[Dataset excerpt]
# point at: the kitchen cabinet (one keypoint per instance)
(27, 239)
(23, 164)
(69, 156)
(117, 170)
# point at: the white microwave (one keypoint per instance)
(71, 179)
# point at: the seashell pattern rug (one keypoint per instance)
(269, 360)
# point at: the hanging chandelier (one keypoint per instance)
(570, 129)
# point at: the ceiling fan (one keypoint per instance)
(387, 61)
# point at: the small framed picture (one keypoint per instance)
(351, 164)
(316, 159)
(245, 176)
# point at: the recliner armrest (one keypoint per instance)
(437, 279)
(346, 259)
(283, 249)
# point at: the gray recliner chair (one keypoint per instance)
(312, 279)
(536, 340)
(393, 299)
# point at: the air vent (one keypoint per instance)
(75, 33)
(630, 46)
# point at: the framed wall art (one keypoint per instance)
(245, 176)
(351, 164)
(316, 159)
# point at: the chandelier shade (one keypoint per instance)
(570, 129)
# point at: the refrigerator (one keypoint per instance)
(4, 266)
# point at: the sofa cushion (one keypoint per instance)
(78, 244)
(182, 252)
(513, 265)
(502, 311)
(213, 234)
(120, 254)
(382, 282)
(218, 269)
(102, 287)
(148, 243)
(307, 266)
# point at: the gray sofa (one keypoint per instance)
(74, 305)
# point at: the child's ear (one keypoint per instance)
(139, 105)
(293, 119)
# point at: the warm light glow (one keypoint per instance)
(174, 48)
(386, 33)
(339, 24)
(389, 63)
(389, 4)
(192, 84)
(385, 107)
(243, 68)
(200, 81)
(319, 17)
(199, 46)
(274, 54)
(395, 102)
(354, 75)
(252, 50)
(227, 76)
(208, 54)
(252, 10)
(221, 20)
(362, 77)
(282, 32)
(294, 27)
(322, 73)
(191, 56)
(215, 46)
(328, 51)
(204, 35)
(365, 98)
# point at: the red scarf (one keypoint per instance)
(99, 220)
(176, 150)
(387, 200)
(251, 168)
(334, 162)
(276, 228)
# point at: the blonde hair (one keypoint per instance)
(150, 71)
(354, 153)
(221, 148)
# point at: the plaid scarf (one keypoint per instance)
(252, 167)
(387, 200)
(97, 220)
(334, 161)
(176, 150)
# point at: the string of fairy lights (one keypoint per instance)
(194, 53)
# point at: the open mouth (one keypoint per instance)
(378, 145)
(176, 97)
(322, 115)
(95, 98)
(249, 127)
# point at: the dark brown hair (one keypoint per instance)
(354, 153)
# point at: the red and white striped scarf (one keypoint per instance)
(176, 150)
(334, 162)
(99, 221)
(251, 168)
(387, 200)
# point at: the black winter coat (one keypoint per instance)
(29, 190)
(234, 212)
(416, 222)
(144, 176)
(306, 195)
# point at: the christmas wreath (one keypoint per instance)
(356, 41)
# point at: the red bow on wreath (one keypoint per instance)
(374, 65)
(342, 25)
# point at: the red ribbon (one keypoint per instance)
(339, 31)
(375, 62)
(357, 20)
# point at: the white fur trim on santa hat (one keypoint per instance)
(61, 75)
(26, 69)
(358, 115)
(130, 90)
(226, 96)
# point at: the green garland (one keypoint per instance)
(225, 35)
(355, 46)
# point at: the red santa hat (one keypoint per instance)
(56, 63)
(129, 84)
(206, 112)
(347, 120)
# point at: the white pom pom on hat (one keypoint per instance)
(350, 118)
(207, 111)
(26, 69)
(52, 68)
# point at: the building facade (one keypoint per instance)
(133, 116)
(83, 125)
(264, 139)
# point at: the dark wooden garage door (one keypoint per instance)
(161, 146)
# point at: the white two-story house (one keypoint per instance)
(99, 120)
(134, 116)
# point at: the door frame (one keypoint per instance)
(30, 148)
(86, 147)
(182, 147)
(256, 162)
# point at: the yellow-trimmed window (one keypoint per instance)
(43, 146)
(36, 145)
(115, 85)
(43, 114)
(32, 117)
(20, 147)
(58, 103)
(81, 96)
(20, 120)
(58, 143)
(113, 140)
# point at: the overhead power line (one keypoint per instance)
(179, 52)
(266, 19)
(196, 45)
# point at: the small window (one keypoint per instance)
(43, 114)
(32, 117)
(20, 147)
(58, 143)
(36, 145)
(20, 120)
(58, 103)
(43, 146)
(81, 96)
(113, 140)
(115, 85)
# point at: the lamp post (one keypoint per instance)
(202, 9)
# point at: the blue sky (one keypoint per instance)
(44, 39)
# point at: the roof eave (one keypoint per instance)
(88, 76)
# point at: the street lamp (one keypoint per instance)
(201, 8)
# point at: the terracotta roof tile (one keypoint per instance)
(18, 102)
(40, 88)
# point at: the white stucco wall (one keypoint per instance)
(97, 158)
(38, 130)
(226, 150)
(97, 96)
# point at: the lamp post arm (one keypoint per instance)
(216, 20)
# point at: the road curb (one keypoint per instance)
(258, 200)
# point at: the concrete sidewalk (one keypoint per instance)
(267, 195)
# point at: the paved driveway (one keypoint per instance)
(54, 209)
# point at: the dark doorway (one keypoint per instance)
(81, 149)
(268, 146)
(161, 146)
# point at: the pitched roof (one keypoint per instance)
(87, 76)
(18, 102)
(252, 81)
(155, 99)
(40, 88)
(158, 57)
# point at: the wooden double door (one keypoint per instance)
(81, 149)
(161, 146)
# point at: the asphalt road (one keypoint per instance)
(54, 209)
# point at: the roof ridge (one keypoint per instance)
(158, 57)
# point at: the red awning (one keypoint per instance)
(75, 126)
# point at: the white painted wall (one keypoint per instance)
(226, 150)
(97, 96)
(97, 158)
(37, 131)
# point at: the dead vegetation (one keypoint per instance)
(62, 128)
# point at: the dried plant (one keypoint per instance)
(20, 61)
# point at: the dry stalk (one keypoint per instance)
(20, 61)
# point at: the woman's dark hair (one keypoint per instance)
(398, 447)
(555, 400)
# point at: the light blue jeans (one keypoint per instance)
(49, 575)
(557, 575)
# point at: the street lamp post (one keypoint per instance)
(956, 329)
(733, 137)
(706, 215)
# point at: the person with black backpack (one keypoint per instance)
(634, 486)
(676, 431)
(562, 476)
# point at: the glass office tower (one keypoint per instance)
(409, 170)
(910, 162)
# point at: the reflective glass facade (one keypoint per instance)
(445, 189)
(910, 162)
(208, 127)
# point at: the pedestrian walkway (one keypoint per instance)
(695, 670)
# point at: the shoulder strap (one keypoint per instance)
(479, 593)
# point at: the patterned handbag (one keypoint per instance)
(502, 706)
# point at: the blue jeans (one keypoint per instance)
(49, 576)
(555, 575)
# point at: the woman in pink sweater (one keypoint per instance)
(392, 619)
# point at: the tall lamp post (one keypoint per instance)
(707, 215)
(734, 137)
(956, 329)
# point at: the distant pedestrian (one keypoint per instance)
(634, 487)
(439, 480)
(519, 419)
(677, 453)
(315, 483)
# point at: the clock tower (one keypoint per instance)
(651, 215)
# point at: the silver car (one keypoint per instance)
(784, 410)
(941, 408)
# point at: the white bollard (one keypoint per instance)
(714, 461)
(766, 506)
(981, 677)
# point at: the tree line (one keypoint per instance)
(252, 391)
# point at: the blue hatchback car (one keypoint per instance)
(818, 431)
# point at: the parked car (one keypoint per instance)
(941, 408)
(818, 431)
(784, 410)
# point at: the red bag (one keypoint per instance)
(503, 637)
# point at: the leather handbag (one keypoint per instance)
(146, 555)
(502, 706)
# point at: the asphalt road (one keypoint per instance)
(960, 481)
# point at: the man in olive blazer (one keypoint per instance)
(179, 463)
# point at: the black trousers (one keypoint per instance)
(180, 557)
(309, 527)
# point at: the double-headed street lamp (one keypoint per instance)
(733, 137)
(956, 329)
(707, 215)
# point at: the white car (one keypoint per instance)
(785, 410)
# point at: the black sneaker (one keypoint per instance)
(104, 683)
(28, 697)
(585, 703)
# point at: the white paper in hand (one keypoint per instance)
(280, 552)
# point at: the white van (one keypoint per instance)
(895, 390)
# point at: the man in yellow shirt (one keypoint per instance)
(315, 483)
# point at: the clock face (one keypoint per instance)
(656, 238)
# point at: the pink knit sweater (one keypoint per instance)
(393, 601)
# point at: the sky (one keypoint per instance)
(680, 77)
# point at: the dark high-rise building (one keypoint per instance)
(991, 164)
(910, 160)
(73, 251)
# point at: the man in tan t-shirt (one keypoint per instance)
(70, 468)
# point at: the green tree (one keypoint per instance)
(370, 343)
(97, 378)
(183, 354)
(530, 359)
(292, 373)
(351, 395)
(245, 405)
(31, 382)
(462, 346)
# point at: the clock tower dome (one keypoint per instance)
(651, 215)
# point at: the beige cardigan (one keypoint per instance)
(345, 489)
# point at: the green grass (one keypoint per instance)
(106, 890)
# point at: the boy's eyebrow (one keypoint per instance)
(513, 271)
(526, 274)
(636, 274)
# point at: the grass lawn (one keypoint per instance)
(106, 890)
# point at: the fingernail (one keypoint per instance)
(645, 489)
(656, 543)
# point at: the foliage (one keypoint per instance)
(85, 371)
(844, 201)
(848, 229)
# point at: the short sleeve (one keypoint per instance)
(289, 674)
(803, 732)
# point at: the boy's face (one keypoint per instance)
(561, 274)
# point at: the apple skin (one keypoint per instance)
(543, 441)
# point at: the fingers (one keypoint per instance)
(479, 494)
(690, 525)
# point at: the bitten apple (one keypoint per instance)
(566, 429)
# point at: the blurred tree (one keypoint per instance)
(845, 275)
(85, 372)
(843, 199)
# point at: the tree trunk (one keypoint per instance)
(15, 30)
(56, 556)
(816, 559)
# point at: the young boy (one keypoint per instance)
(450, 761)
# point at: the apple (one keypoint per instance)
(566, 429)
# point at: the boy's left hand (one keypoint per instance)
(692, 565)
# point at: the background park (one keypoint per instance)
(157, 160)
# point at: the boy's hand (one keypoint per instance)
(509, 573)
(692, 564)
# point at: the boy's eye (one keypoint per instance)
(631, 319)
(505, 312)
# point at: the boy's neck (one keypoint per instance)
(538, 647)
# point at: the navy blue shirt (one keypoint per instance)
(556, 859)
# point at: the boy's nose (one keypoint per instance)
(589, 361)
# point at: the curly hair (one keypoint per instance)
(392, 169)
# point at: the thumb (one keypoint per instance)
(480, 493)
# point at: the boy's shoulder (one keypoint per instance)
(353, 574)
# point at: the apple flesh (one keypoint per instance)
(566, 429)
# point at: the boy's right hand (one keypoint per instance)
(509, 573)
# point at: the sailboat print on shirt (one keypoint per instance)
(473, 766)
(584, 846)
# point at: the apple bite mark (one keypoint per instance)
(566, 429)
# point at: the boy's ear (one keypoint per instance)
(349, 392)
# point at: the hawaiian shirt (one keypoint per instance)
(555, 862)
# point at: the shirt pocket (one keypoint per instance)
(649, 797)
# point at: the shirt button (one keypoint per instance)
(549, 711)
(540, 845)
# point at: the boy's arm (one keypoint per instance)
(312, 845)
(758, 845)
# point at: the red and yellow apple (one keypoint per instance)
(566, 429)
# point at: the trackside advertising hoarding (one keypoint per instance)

What needs to be done: Rewrite the items from the line with "# point at: the boy's left" through the end of the items, substituting "pear" for every "apple" and leaving everything else unchanged.

Completed exercise:
# point at: the boy's left hand (one keypoint per instance)
(692, 565)
# point at: the background park (one keypoint per instance)
(157, 160)
# point at: the boy's hand (one keypoint per instance)
(509, 573)
(692, 564)
# point at: the boy's eye (one keypoint per instance)
(631, 319)
(505, 312)
# point at: the boy's neck (one keypoint per instance)
(538, 647)
# point at: the navy blue shirt (one keypoint per instance)
(556, 859)
# point at: the boy's nose (one keypoint per instance)
(589, 361)
# point at: the curly hair (one keypoint per instance)
(392, 169)
# point at: the thumb (one keypoint per instance)
(480, 493)
# point at: the boy's shoulder (one keypoint per instance)
(353, 574)
# point at: the pear flesh (one keypoint per instance)
(566, 429)
# point at: the boy's right hand (one keypoint per instance)
(509, 573)
# point at: the sailboat print on shirt (one keypoint per instance)
(473, 766)
(584, 846)
# point at: the pear bite mark (one keypoint per instance)
(566, 429)
# point at: the boy's ear (one keypoint per instance)
(349, 392)
# point at: the hawaiian shirt (one keypoint per instance)
(555, 862)
# point at: the shirt pocket (one keypoint per instance)
(649, 797)
# point at: the shirt button (one keypoint per instance)
(549, 711)
(540, 845)
# point at: the boy's arm (one keypoint per instance)
(312, 845)
(758, 845)
# point at: the red and yellow pear (one keypoint per instance)
(566, 429)
# point at: the trackside advertising hoarding (one keypoint per instance)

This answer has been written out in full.